***** Supplied passage *****

THE UNITED STATES AND THE NAVAJO NATION AGREE TO SECOND PHASE OF WORK TO ADDRESS ABANDONED URANIUM MINES
WASHINGTON– Today, in a settlement agreement with the Navajo Nation, the United States agreed to provide funding necessary to continue clean-up work at abandoned uranium mines on the Navajo Nation. Specifically, the United States will fund environmental response trusts to clean up 16 priority abandoned uranium mines located across the Navajo Nation. The agreement also provides for evaluations of 30 more abandoned uranium mines, and for studies of two abandoned uranium mines to determine if groundwater or surface waters have been affected by those mines.
The work to be conducted is subject to the joint oversight and approval of the Navajo Nation Environmental Protection Agency and the United States Environmental Protection Agency (EPA). The United States previously provided funding for evaluations at the 16 priority mines in a “Phase 1” settlement executed in 2015.
“This second phase agreement takes the next step in ensuring the cleanup of abandoned mines that pose the most significant risks to people’s health and initiates the evaluations of additional mines for future cleanup,” said Assistant Attorney General John C. Cruden for the Justice Department’s Environment and Natural Resources Division. “Addressing the legacy of uranium mining on Navajo lands reflects the commitment of the Justice Department and the Obama Administration to fairly and honorably resolve the historic grievances of American Indian tribes and build a healthier future for their people.”
“We’re very pleased to continue this vital work to address the legacy of uranium mining on the Navajo Nation,” said Acting Regional Administrator Alexis Strauss for the EPA’s Pacific Southwest office. “In the last decade, the EPA has remediated 47 homes, provided safe drinking water to 3,013 families in partnership with the Indian Health Service and conducted field screening at all 523 mines.”

*****

> **Required work**:
(a) Reproduce the uranium mine cleanup announcement from "The work to" to "executed in 2015.".
(b) Carry on the uranium mine cleanup announcement from the point where it stops.

***** Data excerpts *****

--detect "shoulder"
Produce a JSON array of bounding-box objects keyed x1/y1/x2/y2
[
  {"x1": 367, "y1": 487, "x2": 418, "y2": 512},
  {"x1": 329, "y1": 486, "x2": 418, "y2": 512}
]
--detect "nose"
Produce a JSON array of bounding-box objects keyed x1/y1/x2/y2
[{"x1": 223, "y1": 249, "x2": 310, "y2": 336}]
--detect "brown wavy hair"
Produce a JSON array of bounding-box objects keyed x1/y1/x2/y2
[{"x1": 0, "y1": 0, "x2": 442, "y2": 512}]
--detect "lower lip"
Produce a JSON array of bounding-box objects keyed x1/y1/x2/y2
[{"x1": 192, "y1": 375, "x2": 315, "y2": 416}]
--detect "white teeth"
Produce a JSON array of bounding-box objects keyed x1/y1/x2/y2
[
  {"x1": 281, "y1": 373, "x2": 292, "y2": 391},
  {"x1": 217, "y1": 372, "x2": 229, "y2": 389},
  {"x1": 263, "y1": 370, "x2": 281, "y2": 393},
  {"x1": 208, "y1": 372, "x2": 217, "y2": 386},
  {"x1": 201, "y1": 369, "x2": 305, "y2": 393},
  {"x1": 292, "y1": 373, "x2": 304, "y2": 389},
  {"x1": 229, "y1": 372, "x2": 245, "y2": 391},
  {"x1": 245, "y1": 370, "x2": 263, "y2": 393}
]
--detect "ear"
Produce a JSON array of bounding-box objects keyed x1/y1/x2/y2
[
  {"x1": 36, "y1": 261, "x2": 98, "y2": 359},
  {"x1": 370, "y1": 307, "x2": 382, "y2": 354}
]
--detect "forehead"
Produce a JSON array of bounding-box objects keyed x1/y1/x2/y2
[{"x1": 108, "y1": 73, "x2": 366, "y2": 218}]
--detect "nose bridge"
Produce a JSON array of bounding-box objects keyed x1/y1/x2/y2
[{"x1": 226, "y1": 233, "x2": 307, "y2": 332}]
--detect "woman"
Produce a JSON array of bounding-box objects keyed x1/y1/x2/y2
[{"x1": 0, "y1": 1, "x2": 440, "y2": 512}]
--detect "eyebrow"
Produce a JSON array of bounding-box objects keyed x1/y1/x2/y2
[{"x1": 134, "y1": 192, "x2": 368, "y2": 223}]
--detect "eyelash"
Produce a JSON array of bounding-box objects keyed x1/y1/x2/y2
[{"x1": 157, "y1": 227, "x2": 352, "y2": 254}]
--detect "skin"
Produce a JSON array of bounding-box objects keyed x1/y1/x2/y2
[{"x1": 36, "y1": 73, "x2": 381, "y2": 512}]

*****

> **Answers for the exercise**:
(a)
The work to be conducted is subject to the joint oversight and approval of the Navajo Nation Environmental Protection Agency and the United States Environmental Protection Agency (EPA). The United States previously provided funding for evaluations at the 16 priority mines in a “Phase 1” settlement executed in 2015.

(b)
The Navajo Nation encompasses more than 27,000 square miles within Utah, New Mexico and Arizona in the Four Corners area. The unique geology of the region makes the Navajo Nation rich in uranium, a radioactive ore in high demand after the development of atomic power and weapons at the close of World War II. Approximately four million tons of uranium ore were extracted during mining operations within the Navajo Nation from 1944 to 1986. The federal government, through the Atomic Energy Commission (AEC), was the sole purchaser of uranium until 1966, when commercial sales of uranium began. The AEC continued to purchase ore until 1970. The last uranium mine on the Navajo Nation shut down in 1986.
Many Navajo people worked in and near the mines, often living and raising families in close proximity to the mines and mills. Since 2008, federal agencies including EPA, the Department of Energy, the Bureau of Indian Affairs, the Department of the Interior, the Nuclear Regulatory Commission and the Indian Health Service have collaborated to address uranium contamination on the Navajo Nation. The federal government has invested more than $100 million to address abandoned uranium mines on Navajo lands. EPA has also compiled a list of 46 “priority mines” for cleanup and performed stabilization or cleanup work at 9 mines. Further, EPA work cleaning up mines has generated 94 jobs for Navajo workers.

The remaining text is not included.